- [Short problem 1]
In the thread on collapsing the requirements, what was the main reason for wanting LV?

- [Source extract]
......

Collapsing the requirements

Sun Aug 4 20:06:26 UTC 2019

----- Mail original -----
> De: "Remi Forax" <forax at univ-mlv.fr>
> À: "Brian Goetz" <brian.goetz at oracle.com>
> Cc: "valhalla-spec-experts" <valhalla-spec-experts at openjdk.java.net>
> Envoyé: Samedi 3 Août 2019 19:48:01
> Objet: Re: Collapsing the requirements

> ----- Mail original -----
>> De: "Brian Goetz" <brian.goetz at oracle.com>
>> À: "valhalla-spec-experts" <valhalla-spec-experts at openjdk.java.net>
>> Envoyé: Samedi 3 Août 2019 18:37:56
>> Objet: Collapsing the requirements
> 
>> As Remi noted, we had some good discussions at JVMLS this week.  Combining that
>> with some discussions John and I have been having over the past few weeks, I
>> think the stars are aligning to enable us to dramatically slim down the
>> requirements.  The following threads have been in play for a while:
>> 
>> - John: I hate the LPoint/QPoint distinction
>> - Brian: I hate null-default types
>> - Remi: I hate the V? type
>> 
>> But the argument for each of these depended, in some way, on the others.  I
>> believe, with a few compromises, we can now prune them as a group, which would
>> bring us to a much lower energy state.
>> 
>> ## L^Q World — Goodbye `LV;`
>> 
>> We’ve taken it as a requirement that for a value type V, we have to support both
>> LV and QV, where LV is the null-adjunction of QV.  This has led to a lot of
>> complexity in the runtime, where we have to manage dual mirrors.
>> 
>> The main reason why we wanted LV was to support in-place migration.  (In
>> Q-world, LV was the box for QV, so it was natural for migration.)  But, as
>> we’ve worked our migration story, we’ve discovered we may not need LV for
>> migration. And if we don’t, we surely don’t need it for anything else;
>> worst-case, we can erase LV to `LValObject` or even `LObject` (or, if we’re
>> worried about erasure and overloading, to something like `LObject//V` using
>> John’s type-operator notation.)
>> 
>> Assuming we can restructure the migration story to not require LV to represent a
>> VM-generated “box" — which I believe we can, see below — we can drop the
>> requirement for LV.  An inline class V gives rise to a single type descriptor,
>> QV (or whatever we decide to call it; John may have plans here.)
>> 
>> ## Goodbye `V?`
>> 
>> The other reason we wanted LV was that it was the obvious representation for the
>> language type `V?` (V adjoined with null.)  Uses for `V?` include:
>> 
>> - Denoting non-flattened value fields;
>> - Denoting non-flattened value arrays;
>> - Denoting erased generics over values (`Foo<V?>`);
>> - Denoting the type that is the adjunction of null to V (V | Null), when we
>> really want to talk about nullability.
>> 
>> But, we can do all this without a `V?` type; for every V, there is already at
>> least one super type of V that includes `V|Null` — Object, and any interface
>> implemented by V.  If we arrange that every value type V has a super type V’,
>> not implemented by any other type — then the value set of this V’ is exactly
>> that of `V?`.  And we can use V’ to do all the things `V?` did with respect to
>> V — including sub typing.  The language doesn’t need the `?` type operator, it
>> just needs to ensure that V’ always exists.  Which turns out to be easy, and
>> also turns out to be essential to the migration story.

......

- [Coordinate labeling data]
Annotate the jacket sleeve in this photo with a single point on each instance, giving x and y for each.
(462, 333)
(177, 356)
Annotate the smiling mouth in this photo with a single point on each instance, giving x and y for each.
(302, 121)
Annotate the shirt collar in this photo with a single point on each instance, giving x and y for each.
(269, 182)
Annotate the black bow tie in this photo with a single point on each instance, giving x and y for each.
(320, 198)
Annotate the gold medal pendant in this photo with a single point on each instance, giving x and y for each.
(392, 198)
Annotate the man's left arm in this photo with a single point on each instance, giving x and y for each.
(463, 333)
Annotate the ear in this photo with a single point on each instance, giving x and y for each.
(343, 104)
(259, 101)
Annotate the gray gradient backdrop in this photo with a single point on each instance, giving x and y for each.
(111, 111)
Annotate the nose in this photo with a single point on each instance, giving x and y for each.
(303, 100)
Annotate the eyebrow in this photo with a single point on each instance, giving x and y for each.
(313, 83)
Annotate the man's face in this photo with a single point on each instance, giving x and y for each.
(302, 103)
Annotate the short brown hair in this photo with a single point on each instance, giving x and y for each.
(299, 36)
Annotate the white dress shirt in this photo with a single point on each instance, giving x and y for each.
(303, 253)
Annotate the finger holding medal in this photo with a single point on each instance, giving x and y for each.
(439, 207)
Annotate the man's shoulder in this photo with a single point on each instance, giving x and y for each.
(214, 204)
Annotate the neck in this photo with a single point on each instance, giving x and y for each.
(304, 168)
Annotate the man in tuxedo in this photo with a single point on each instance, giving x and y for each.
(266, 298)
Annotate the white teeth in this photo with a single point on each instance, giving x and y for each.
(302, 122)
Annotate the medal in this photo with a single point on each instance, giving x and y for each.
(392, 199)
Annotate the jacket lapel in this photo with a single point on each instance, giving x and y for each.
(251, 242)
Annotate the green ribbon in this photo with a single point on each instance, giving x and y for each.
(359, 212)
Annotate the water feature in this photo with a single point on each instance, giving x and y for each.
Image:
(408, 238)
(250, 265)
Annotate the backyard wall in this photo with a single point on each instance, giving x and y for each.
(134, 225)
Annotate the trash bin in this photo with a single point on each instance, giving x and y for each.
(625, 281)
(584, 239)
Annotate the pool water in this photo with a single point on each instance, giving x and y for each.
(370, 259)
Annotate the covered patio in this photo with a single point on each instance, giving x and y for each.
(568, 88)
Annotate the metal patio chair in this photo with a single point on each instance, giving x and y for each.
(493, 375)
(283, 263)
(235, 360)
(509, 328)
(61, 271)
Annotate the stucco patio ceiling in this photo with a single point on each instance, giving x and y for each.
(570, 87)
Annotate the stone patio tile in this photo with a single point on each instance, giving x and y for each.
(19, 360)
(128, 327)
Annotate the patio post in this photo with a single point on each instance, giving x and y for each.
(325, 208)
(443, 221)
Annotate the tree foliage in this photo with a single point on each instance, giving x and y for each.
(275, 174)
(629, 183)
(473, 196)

......

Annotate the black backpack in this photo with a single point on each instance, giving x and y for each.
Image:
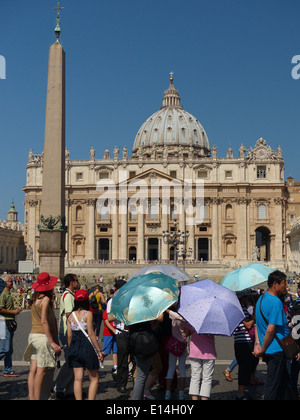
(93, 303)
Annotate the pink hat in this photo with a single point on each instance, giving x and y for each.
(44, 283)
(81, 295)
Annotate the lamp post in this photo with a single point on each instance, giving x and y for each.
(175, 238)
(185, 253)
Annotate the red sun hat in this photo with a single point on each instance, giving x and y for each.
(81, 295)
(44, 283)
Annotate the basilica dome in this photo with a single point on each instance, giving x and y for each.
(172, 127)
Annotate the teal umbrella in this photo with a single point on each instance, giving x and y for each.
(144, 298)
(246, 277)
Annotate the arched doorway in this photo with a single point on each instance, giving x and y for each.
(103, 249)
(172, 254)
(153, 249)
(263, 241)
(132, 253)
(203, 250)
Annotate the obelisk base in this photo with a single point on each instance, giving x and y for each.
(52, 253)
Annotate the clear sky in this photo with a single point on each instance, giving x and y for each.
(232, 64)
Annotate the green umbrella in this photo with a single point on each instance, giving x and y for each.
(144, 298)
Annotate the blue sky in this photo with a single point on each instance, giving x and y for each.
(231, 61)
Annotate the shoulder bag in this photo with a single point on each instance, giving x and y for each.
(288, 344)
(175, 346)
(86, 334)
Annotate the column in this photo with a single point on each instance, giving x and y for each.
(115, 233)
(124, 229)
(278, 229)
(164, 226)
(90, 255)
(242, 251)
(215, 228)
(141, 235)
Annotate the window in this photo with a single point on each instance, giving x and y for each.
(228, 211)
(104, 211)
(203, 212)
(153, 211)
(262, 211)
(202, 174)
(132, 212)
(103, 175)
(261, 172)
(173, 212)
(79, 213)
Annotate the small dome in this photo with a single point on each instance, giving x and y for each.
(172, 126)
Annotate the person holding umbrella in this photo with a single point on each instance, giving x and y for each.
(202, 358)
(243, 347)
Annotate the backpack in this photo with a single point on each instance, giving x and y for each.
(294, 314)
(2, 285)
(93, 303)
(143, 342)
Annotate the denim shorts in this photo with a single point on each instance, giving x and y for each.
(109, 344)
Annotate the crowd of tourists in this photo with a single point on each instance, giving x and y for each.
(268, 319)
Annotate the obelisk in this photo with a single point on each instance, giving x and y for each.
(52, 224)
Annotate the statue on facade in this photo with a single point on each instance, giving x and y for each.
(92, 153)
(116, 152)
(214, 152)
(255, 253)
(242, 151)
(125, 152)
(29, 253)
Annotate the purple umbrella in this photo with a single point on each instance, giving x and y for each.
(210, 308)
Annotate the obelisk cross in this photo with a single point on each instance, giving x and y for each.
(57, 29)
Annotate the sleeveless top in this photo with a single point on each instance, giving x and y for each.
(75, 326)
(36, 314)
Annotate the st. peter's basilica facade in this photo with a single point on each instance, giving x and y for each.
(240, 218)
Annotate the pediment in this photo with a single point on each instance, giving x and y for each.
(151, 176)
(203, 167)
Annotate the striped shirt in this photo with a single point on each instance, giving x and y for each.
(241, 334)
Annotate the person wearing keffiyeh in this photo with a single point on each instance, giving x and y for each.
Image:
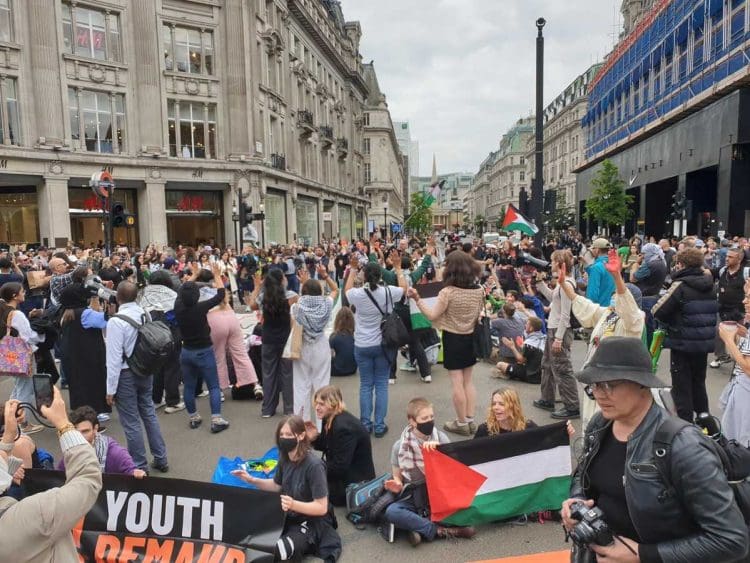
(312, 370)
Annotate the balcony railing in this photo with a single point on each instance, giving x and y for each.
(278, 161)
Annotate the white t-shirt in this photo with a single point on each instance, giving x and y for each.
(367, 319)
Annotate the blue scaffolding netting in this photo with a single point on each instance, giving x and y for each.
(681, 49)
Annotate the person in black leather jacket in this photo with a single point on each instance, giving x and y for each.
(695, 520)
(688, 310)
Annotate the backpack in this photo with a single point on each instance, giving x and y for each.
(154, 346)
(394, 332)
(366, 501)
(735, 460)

......

- [Short problem 2]
Find every line in the entries that contains the word "umbrella" and copy each one. Case counts.

- [Answer 1]
To support in-place migration.

- [Answer 2]
Annotate the teal umbrella in this photo with a single point on each instance, giving x and y for each.
Annotate the green umbrella in this photo with a single point on each instance, giving x and y for each.
Annotate the person holding umbrella in this photo with a single point on each instance, giving x and y for each.
Annotate the purple umbrella in this photo with a single point on each instance, giving x and y for each.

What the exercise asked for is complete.